## [Excerpted text]
Question

whats the volume of y=x^(2/3) , x=1, y=0; about the y-axis?

Answer 1

check ur question again plz

Answer 2

whats the volume of y=x^(2/3) , x=1, y=0; rotated about the y-axis?

Answer 3

i got 3pi/4, but i'm not sure

Answer 4

hmm i got pi/4 the integral part i had i think is wrong i got from 0 to 1

Answer 5

actually in this case, xrun from 0 to 1, y run from 0 to x^(2/3), so i think we can calculate the area, then multiply by 2pi to find volume

Answer 6

using double integral

Answer 7

hmm i think im getting it

Answer 8

hey dude, why u mean by x=1, y=0???
Are these a point or a vector???

Answer 9

hey dude, what u mean by x=1, y=0??? Are these a point or a vector???

Answer 10

i dont know for sure. i think points

Answer 11

actually those numbers are used to find the \[?\le x \le ?\]

Answer 12

I rewrote as functions of x and used the disk method.
\[\pi \int\limits_{0}^{1} (1)^2-(y^(2/3))^2 dy\]
\[=\pi \int\limits_{0}^{1} 1-y^3 dy\]
\[= 2\pi/3\]
But, I wouldn't bet my life on it.

Answer 13

Actually, I should have said the washer method.

Answer 14

I made a mistake evaluating the integral. The answer should be \[3\pi/4\]

## [Information provided]
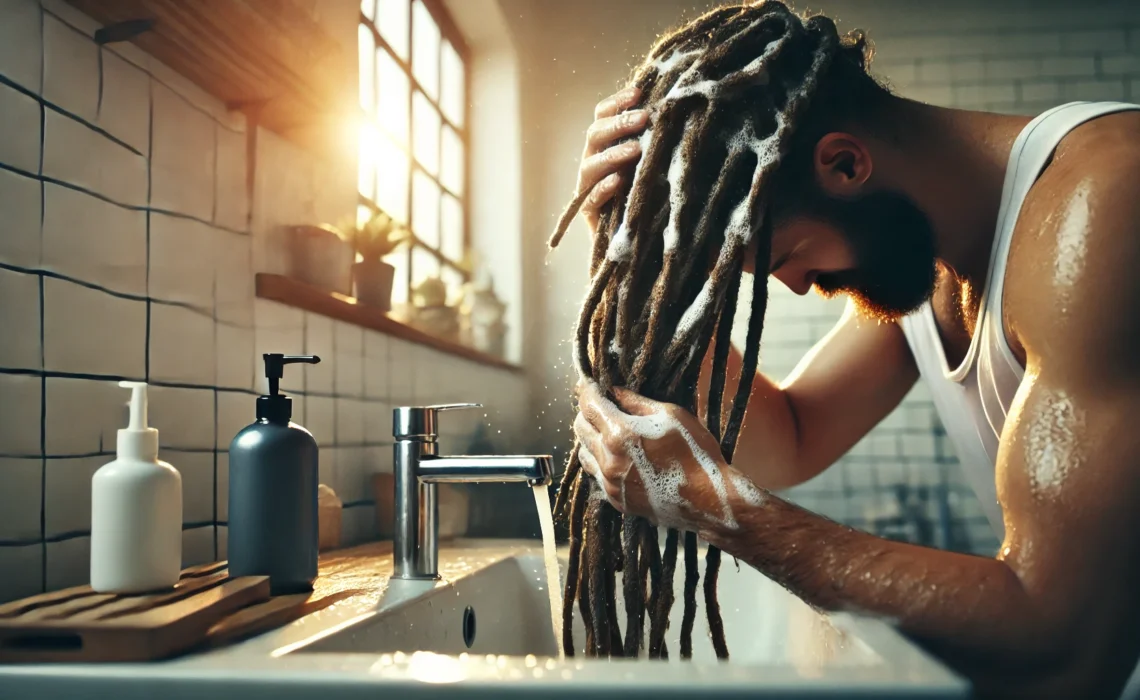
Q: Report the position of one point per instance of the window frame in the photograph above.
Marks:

## [Task requirements]
[1] According to the final reply in the forum thread, what should the answer be?
[2] Duplicate the forum thread starting at the words "i dont know" and stopping after "the disk method.".
Work from the forum thread alone and leave the material aside.

## [Answers for this exercise]
[1] 3π/4

[2]
i dont know for sure. i think points

Answer 11

actually those numbers are used to find the \[?\le x \le ?\]

Answer 12

I rewrote as functions of x and used the disk method.